● Listed entries

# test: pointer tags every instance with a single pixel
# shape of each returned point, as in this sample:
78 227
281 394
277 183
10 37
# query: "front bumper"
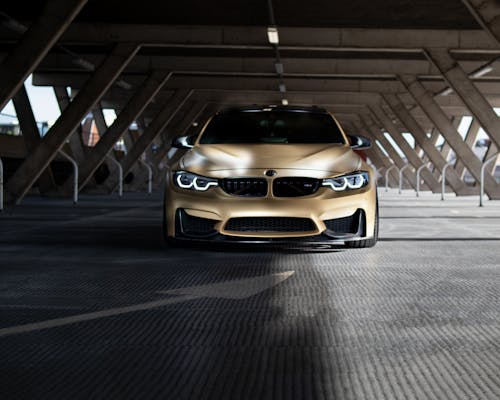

● What to produce
Set down the data above verbatim, omitting every image.

● Answer space
# test: pointer tags every instance with a single pixel
# shape of each returned point, as in this sample:
78 227
281 394
277 183
10 37
# query: "front bumper"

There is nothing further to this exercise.